◆ TEXT BLOCK
--

Jeremiah Masoli stands over center Jordan Holmes in Oregon's unorthodox black-green winged uniforms. Black makeup is smeared in an upside-down L under his eyes. His lips are pursed. And he's pointing.
From the cover of "Sports Illustrated."
"Who am I pointing at?" Masoli said. "I'm pointing at everybody in the nation!"
The genuine joy in his voice is infectious, because he, as much as anybody, knows his story is unusual.
He came from nowhere -- his May 2008 signing with Oregon was mostly treated as an oddity -- and rose from fifth string to the Holiday Bowl MVP for a top-10 team.
Now there's the SI cover and even some talk that if he and the Ducks take off in 2009, Masoli might merit Heisman Trophy consideration.
"It's definitely been a crazy ride the past 12 to 15 months," he said.
Don't immediately write off the Heisman talk, either. Over the final three games of the 2008 season, he completed 50 of 75 (67 percent) passes for 830 yards and six touchdowns with one interception. Masoli also rushed 38 times for 248 yards (6.5 yards per carry) and seven scores.
Now project those numbers onto a 12-game regular season: 3,320 yards passing with 24 touchdowns and four interceptions, plus 992 yards rushing and 28 touchdowns.
How 'bout them apples?
While a quarterback's development is typically a long and winding process, it's not hard to pinpoint the moment when the light went on for Masoli; when he saw and understood how to obtain the riches a quarterback can accumulate in Chip Kelly's spread-option offense.
Masoli was having a bad day in the rain against Stanford -- the season's 10th game -- and more than a few Ducks fans were letting him have it. Then the Ducks took over on their 12-yard line with 2:18 remaining, trailing 28-27.

--

◆ DATASET EXCERPTS
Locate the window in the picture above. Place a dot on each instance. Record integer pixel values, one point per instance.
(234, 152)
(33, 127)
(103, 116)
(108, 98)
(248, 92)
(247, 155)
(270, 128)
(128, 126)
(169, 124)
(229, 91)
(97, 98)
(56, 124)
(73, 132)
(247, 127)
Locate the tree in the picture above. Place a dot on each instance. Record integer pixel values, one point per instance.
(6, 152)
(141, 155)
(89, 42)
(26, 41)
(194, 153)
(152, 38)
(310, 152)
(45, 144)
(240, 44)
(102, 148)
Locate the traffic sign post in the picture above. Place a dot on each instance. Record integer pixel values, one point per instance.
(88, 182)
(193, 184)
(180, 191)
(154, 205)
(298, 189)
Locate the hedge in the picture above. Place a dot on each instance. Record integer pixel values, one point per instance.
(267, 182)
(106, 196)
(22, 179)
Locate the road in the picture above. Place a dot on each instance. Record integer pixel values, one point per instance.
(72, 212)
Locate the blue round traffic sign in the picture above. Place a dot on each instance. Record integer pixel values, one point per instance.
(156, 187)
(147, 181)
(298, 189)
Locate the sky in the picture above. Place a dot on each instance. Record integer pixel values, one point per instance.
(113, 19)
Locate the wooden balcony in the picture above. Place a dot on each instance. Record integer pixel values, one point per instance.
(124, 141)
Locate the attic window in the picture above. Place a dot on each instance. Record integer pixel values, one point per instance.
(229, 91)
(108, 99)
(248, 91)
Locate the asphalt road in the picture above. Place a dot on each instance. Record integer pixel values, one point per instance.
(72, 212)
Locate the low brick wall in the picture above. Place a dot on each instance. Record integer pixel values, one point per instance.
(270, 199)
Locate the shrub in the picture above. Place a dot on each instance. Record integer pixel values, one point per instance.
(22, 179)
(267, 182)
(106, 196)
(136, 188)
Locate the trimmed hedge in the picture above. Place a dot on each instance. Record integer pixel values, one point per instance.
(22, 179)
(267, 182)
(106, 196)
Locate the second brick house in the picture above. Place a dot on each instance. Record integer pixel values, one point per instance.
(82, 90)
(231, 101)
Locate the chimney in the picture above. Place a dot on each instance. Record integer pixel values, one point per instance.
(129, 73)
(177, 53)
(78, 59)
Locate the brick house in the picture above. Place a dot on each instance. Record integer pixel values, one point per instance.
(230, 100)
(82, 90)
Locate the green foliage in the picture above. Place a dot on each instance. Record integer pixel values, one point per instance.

--

◆ WHAT YOU ARE ASKED TO DO
Rewrite the passage of the Jeremiah Masoli article that opens with "Jeremiah Masoli stands" and closes with "a top-10 team.", changing "Oregon" to "the University of Oregon" throughout.

◆ SOLUTION FOR THIS TASK
Jeremiah Masoli stands over center Jordan Holmes in the University of Oregon's unorthodox black-green winged uniforms. Black makeup is smeared in an upside-down L under his eyes. His lips are pursed. And he's pointing.
From the cover of "Sports Illustrated."
"Who am I pointing at?" Masoli said. "I'm pointing at everybody in the nation!"
The genuine joy in his voice is infectious, because he, as much as anybody, knows his story is unusual.
He came from nowhere -- his May 2008 signing with the University of Oregon was mostly treated as an oddity -- and rose from fifth string to the Holiday Bowl MVP for a top-10 team.